%%

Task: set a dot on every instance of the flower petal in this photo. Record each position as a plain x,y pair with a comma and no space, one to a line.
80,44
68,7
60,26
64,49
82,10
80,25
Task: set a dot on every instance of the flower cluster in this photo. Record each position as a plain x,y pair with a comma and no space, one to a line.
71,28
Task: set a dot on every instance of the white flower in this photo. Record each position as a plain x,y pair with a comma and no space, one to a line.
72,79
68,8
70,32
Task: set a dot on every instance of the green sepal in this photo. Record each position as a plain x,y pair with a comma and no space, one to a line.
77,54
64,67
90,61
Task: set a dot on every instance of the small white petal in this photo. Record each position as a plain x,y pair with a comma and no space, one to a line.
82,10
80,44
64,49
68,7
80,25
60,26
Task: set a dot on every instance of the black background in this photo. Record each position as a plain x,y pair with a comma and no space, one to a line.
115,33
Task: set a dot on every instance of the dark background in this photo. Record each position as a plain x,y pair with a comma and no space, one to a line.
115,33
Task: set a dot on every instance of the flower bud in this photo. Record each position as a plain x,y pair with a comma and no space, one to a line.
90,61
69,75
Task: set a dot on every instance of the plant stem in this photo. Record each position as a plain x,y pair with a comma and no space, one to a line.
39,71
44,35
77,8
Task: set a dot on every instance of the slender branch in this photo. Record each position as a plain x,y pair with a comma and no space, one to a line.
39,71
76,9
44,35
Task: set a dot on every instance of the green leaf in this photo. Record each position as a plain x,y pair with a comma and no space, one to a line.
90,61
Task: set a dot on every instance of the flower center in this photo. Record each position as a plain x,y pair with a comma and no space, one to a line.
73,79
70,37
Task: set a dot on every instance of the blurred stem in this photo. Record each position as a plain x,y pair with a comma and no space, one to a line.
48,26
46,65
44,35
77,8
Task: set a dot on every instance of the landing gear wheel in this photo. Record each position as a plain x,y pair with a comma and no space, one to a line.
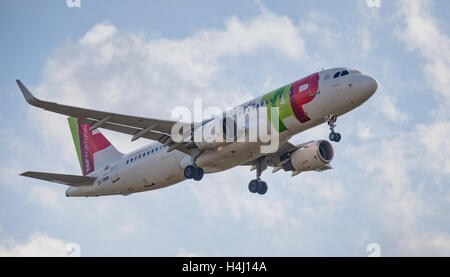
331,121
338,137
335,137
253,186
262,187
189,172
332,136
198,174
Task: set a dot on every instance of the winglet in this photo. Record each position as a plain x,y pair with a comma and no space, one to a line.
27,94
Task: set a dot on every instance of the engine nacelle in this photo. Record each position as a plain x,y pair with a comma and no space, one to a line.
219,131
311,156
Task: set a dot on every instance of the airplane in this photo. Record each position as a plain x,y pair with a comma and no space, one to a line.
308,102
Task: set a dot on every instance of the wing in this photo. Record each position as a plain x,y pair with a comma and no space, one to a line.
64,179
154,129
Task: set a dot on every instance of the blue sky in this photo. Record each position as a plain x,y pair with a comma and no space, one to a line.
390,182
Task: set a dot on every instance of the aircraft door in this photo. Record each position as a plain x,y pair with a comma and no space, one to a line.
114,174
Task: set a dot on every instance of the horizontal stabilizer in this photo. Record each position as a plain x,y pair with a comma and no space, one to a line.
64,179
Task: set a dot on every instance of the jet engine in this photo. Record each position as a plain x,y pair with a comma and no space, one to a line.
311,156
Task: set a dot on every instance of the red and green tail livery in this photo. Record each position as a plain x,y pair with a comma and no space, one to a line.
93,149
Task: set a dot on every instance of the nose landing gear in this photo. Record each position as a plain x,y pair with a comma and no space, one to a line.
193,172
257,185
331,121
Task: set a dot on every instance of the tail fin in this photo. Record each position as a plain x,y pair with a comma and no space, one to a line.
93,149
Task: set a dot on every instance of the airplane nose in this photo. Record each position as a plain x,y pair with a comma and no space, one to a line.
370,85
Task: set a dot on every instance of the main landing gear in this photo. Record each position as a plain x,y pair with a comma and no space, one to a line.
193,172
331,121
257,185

%%
%%

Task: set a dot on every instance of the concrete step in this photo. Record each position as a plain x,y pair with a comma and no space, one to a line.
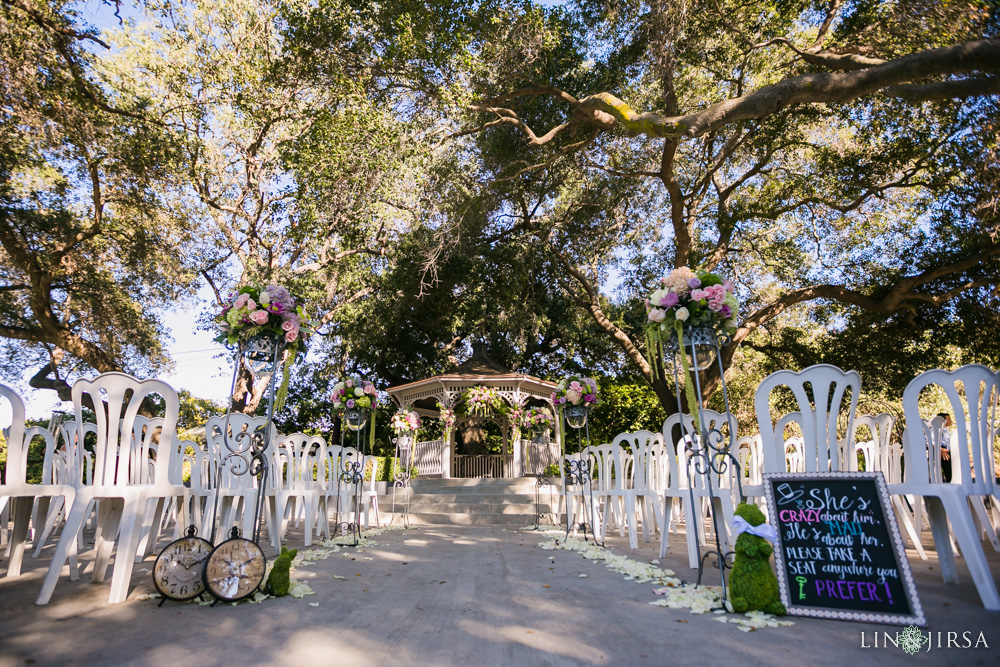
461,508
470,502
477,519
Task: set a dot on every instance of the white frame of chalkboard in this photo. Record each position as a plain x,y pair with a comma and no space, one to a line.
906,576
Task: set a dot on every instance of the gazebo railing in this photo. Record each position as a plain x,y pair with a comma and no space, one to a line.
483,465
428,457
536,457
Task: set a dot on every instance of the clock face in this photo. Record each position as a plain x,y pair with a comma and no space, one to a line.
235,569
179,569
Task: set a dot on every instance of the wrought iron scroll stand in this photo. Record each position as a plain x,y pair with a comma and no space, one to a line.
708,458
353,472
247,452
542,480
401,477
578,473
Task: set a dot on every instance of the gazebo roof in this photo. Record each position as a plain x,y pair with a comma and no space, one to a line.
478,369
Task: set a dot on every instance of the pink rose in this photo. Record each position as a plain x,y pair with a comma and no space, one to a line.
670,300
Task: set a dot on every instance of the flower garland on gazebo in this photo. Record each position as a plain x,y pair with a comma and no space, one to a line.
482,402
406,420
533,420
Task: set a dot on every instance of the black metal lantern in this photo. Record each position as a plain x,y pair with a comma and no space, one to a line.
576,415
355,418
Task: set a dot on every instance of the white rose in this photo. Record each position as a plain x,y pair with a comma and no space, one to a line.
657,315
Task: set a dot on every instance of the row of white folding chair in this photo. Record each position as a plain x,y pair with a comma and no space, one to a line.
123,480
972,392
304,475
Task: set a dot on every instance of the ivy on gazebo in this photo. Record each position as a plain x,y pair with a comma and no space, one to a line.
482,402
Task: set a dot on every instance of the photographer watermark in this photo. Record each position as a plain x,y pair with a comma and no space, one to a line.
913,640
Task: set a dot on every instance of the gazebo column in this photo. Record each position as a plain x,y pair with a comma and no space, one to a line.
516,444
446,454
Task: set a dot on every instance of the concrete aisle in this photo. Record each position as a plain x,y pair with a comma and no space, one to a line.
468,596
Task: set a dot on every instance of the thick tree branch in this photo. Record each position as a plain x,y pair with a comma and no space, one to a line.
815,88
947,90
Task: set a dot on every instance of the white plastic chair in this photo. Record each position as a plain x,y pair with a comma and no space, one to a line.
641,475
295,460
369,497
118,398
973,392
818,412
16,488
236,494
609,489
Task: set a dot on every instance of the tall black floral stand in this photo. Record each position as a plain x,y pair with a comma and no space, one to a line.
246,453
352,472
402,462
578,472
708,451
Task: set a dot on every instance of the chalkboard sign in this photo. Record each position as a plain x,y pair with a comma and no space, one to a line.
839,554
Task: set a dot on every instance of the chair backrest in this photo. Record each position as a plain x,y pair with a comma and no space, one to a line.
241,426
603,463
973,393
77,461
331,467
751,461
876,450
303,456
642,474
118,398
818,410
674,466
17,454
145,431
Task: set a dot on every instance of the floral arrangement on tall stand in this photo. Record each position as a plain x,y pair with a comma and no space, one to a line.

%%

Aim: Copy out the listing lines from the one holding "Task: set a dot on every instance of the thick" through the one holding "Task: set a dot on every instance of the floral", both included, putting "seat back" wherever "chair backrest" appears and changing nothing else.

Written response:
Task: set a dot on every instance of the thick tree branch in this photo. Record each position as a plain x,y pair with a comma and no space, one to a line.
815,88
947,90
Task: set a dot on every instance of the white plastic chair in this photo. Record each position as a plain x,y pair with a comma and no space, one to a line.
641,475
295,460
369,497
118,398
973,392
818,412
16,488
236,494
609,489
Task: set a dot on every instance of the tall black floral stand in this photo. Record each position as a plain x,y pair with a comma and no space, one to a line.
246,453
352,472
402,462
578,472
708,451
Task: set a dot on every instance of the chalkboard sign in this photo. Record each position as a plain x,y pair with a comma and no space, one to a line.
839,554
Task: set a dot on every instance of the seat back in this photo. Record each position as a plain x,y pair with a comma and no space, one to a line.
241,426
603,463
973,393
77,461
331,467
751,461
876,450
303,456
642,474
118,398
818,410
674,466
17,454
145,431
Task: set a dot on every instance of the floral arrangement on tall stand in this photo. Record each position as a plain x,y pair with a comma and no space, one to a line.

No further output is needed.